-- WHAT YOU WILL DO --
A: Set down the passage of the Charlie Chan piece from "There's a decided" through "more reasonable figure.", word for word.
B: Answer these about the Charlie Chan piece below:
(i) In what year did Earl Der Biggers begin writing about Charlie Chan?
(ii) How many books make up the series?
(iii) What two habits does the white detective who works with Chan show?

[PREV - CHINATOWN_EDWORDS]    [TOP]

CHINATOWN_HONOLULU


                                             July 22, 2015

                                             A version of this was
                                             published here:

                                               http://www.dailykos.com/stories/2015/07/26/1405780/-Chinatown-Tour

It was something of a breakthrough for the reputation of
the Chinaman in pop fiction when Earl Der Biggers began
writing about a chinese detective named Charlie Chan in
1925, beginning with "The House Without a Key" (where
Chan is one of the heroes, though he didn't become the
central viewpoint character until the following novel in
this series of just six books).  In this novel, there
are characters who make racist remarks -- what, a
*chinese* police detective? -- but they're immediately
corrected by others.  Chan is a thoroughly positive
character, very intelligent and polite-- to <i>white</i>
people, at any rate.  An odd quirk of his character is
that he's thoroughly condescending and insulting to
Japanese people (an interesting detail, considering the
invasion of Manchuria was still 6 years in the future).
There's a decided contrast between Chan's style and that
of a white detective he works with-- the white guy is
inclined to jump to conclusions and to try to brow-beat
confessions out of witnesses.  In contrast Chan is very
cautious and restrained, a much more reasonable figure.

-- SOURCE EXCERPT --
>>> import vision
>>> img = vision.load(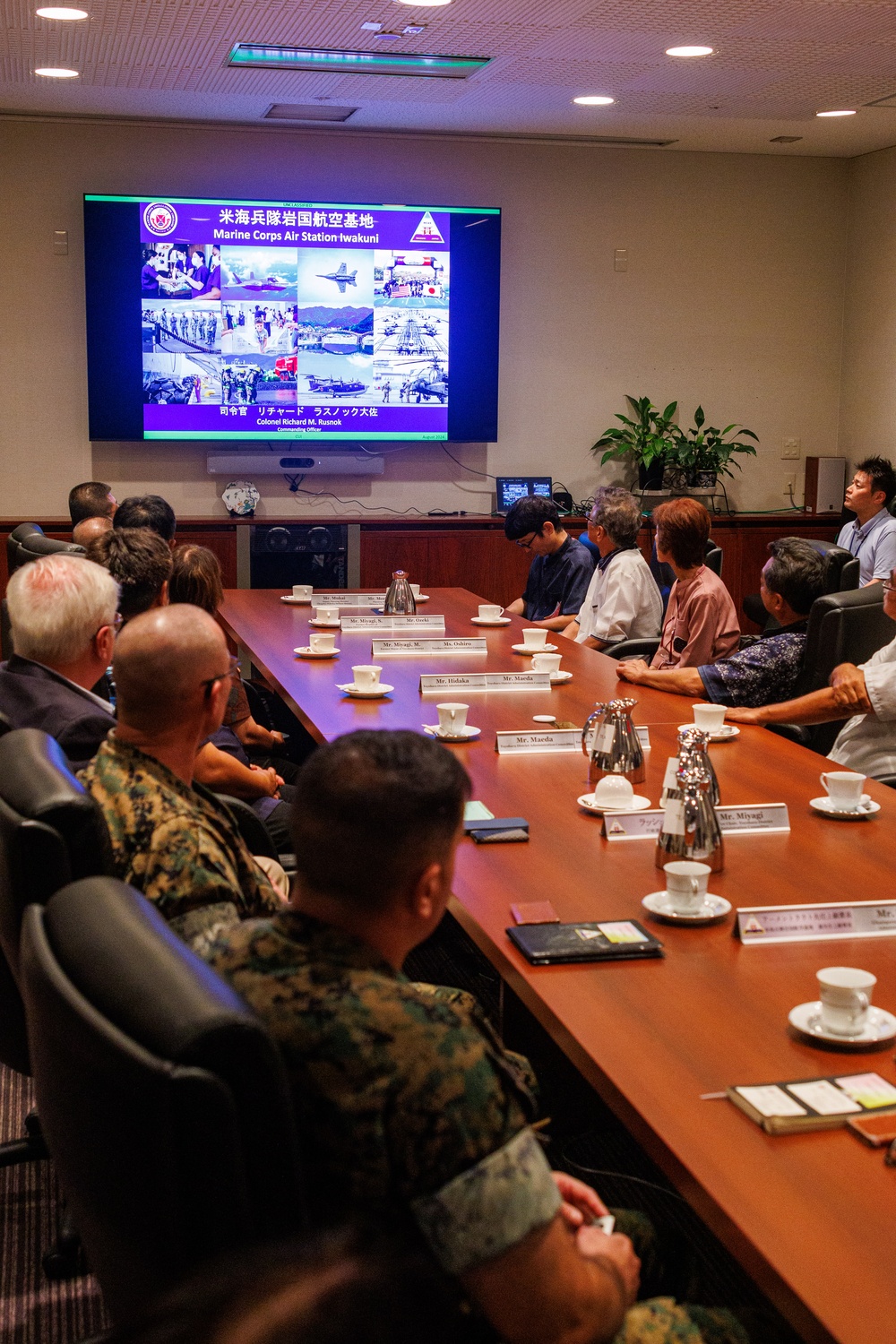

-- SOLVED PROBLEMS --
A:
There's a decided contrast between Chan's style and that
of a white detective he works with-- the white guy is
inclined to jump to conclusions and to try to brow-beat
confessions out of witnesses.  In contrast Chan is very
cautious and restrained, a much more reasonable figure.

B:
(i) 1925
(ii) Six
(iii) He tends to jump to conclusions and tries to brow-beat confessions out of witnesses.